WORK REQUIRED:
Your output should be the full listing, unchanged.

DATA TO PROCESS:
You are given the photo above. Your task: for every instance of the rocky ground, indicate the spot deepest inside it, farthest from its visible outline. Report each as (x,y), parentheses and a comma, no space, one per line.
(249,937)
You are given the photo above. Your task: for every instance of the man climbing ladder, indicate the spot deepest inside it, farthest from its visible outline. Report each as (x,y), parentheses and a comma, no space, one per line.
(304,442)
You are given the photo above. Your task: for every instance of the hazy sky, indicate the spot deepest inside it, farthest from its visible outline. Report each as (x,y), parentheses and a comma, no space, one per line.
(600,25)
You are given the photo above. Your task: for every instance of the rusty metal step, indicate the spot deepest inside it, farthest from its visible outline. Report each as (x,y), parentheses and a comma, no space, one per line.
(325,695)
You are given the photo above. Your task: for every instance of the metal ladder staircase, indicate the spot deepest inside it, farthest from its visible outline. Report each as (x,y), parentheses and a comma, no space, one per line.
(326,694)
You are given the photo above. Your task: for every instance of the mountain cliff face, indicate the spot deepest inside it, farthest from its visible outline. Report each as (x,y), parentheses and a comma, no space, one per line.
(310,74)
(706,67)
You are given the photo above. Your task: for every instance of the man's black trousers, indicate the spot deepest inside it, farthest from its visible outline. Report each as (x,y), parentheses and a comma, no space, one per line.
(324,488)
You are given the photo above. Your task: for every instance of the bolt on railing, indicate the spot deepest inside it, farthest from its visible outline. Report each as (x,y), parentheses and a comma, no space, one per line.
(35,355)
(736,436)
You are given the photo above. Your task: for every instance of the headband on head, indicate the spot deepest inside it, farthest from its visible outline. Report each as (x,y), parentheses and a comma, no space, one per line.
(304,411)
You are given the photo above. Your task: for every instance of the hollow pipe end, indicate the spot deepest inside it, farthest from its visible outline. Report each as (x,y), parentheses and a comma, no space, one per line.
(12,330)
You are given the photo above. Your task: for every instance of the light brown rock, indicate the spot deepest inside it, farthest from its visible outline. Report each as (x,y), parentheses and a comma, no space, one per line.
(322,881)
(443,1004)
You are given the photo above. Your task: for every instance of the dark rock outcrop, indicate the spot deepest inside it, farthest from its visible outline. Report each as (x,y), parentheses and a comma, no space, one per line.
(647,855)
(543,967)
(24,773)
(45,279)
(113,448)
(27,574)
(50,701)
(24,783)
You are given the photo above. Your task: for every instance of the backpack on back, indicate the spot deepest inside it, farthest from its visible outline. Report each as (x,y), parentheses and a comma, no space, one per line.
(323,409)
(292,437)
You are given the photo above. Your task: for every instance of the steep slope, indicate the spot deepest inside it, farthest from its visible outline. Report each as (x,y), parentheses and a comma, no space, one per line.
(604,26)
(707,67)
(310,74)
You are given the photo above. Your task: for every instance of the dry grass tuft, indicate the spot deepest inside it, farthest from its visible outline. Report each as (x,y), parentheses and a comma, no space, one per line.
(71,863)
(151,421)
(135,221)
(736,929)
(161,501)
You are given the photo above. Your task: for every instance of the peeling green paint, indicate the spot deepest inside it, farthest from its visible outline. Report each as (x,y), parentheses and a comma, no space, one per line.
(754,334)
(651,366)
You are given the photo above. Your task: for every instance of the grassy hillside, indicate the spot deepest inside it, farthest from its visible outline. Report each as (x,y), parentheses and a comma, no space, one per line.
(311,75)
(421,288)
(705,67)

ANSWER AREA:
You are given the photo above. Your task: for every instance of the rocky ground, indicate the spot deepest inside it, farthest from its visible outline. Report each as (x,y), parentheses and a comma, no space, one per line.
(249,937)
You are given the photo above. Your task: for every instance of the man climbing ladder, indicate the spot deepest inside it, farthest from its visible outline. Report each as (x,y), parentheses and a comma, no space, one per line.
(304,442)
You are given the photo above. Your task: for every instance of the hazy sky, indicate the spot deepest inside it, farthest from its visible outline. Report each as (x,y), parentheses and a comma, no space, one per line.
(600,25)
You are given the photo above. Your task: for every instance of the rusty metal step, indicate the spot deepest inside it, farthest from its visible outline. Report each as (x,y), parentheses and a comma, no space, one per line.
(325,695)
You are given the photo above. Your task: for every instance of the metal ladder staircase, indicate the spot deepest inside it, farthest from its visible outline. Report each as (x,y), parentheses and a comma, no space, one per line.
(326,694)
You are given the photo above. Your task: for every instance of the mountain cliff face, indicate the spot deepest inside it, farthest from its visible outline. Report each as (x,y), parentheses and a comma, no space, one per line.
(310,74)
(706,67)
You are given the photo above. Your task: for every instance of the man's black trousers, indicate the spot deepest inside it, farthest from its visible outline. Report each as (x,y), parentheses and a comma, no space, one per line.
(324,488)
You are given the photo above. Your task: for every instance of the bolt on railing, indicate the spot deepest inside it, farthest from its visible outline. Report each as (x,y), parentheses and a comma, no space, one per line.
(35,355)
(736,436)
You are given the photo above. Your task: for every instance of the headband on head, indicate the spot deepest inside it, farthest from its visible outline. Report each as (x,y), parentheses and a comma, no space, one per line.
(304,411)
You are given the photo above. Your task: for every instance of the hollow pipe end, indicate the spot deepest inside it, farthest from its visible outline. Report each as (x,y), parentheses and a comma, no space, one per line.
(12,330)
You are given the photo above. Your task: for every instance of the light brown rock, indicate the spot deepest inside it, farthest from its visible outline. Report each as (x,y), parentheses and a comma, no space, one per line.
(322,881)
(443,1004)
You are given the photo above. Your task: for every instance of the dark rock outcrop, indicate the spot deepest inside it, farthest from its visible outline. Report each as (x,y), parentheses and a comma, no space, one per line.
(647,855)
(543,967)
(24,773)
(45,279)
(113,448)
(27,574)
(50,701)
(24,783)
You are given the photo above. Your task: for every instance of the backpack on back, indicate the spot deepest inside it, farthest from its visible outline. Report each as (x,y), parentheses and a comma, no space, one per line.
(323,409)
(292,437)
You are given the photo above. Your task: for every instance of the steep slope, indicate the spot deepest inside it, farthest from its visible outline. Report each as (x,y), parentheses and a comma, no space, one per line.
(604,26)
(707,67)
(310,74)
You are given the photo above. Your task: for every instance of the dry grass tuft, indicate the spot deepest inside it, farthest from its visible outline. Report each as (x,y), parentheses and a comma, no space, one per line.
(71,863)
(151,421)
(135,221)
(736,929)
(161,501)
You are given the photo above. Your task: for every instance of the peeling green paint, indicate the spot deepest inside it, farthest from its visible outline. Report each as (x,y), parentheses and a comma, no space, one per line.
(754,334)
(651,366)
You are given the photo above. Your task: for every instance of the grassy hillside, indicate the spot deepest inside it, farthest from its visible outline. Report each as (x,y), parentheses and a comma, no space, one per line.
(311,75)
(421,288)
(705,67)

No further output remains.